Objetivo de la tarea: ¿Concuerdan con el fragmento sobre Cromwell estas afirmaciones? Responda sí o no a cada una y cite textualmente las palabras del fragmento que lo deciden. (a) Cromwell permaneció desconocido hasta los cuarenta años. (b) Francia fue la primera nación en buscar el apoyo de la nueva república inglesa. (c) Los ingleses detestaban a Cromwell por ejercer un poder absoluto.

Fragmento:
En tanto que Francia y España y las naciones aliadas de cada una se hacían estas crudísimas guerras con que mutuamente se destrozaban, habíase verificado en Inglaterra la terrible revolución que llevó al cadalso al rey Carlos I, aquel que cuando era príncipe de Gales estuvo tan próximo a casarse con la hermana de Felipe IV y que fue objeto de tan magníficas fiestas y tan ruidosos agasajos en la corte de España. Los ingleses inscribieron al pie de su estatua: «Desapareció el tirano último de los reyes: Exiit tirannus regum ultimus.» Constituyéronse en república, y aclamaron protector a Cromwell, aquel hombre singular, que desconocido hasta la edad de cuarenta años en que figuró en el parlamento como diputado por Cambridge, sin estudios científicos, sin grande elocuencia, pero ardiente y fogoso, conocedor de los hombres, hábil para atraerlos, conducirlos y manejarlos, había sabido elevarse sobre todos sus conciudadanos y erigirse en jefe de una gran nación. Cromwell, tan tirano como el rey que acababa de ser arrojado del trono, era, sin embargo, respetado y querido de los ingleses, porque supo dar otro giro a la política, y ejerciendo el poder más absoluto hacía prosperar la industria y florecer el comercio. Las naciones, preocupadas con sus luchas y ciegas con sus odios, no advirtieron al pronto todo lo que tenía de trascendental para los tronos y para los pueblos la revolución inglesa, y la cabeza de un rey rodando por el cadalso no estremeció a los demás soberanos tanto como era de esperar. Todos fueron reconociendo la nueva república y procuraron atraerse al protector. España la primera, y tras ella la Francia, Portugal y las demás potencias buscaron su apoyo. En especial España y Francia, don Luis de Haro y el cardenal Mazarino por medio de sus respectivos embajadores{9}, sostuvieron una competencia diplomática a este propósito; Cromwell las entretenía hábilmente, esperanzando ya a una ya a otra, meditando de cuál de las dos sacaría mejor partido{10}.

Datos proporcionados:
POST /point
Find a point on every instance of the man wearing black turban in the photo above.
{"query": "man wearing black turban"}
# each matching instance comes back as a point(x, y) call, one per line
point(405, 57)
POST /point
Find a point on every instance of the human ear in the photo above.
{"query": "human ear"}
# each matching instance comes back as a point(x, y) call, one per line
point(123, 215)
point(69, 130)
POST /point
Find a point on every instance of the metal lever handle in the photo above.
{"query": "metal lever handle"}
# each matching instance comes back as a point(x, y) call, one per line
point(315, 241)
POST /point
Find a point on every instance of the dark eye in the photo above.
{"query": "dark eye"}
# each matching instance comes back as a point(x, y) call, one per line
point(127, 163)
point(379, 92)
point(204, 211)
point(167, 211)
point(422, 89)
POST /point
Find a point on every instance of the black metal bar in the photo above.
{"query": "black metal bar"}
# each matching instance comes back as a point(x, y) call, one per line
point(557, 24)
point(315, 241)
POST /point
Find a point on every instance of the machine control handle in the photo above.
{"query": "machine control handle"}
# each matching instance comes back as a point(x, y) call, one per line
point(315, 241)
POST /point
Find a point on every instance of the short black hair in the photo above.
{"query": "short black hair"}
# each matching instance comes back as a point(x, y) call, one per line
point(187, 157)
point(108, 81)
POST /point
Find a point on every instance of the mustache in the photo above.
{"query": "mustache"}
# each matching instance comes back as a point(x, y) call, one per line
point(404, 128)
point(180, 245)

Resultado del ejercicio:
(a) Sí: «desconocido hasta la edad de cuarenta años en que figuró en el parlamento como diputado por Cambridge».
(b) No: «España la primera, y tras ella la Francia».
(c) No: «era, sin embargo, respetado y querido de los ingleses».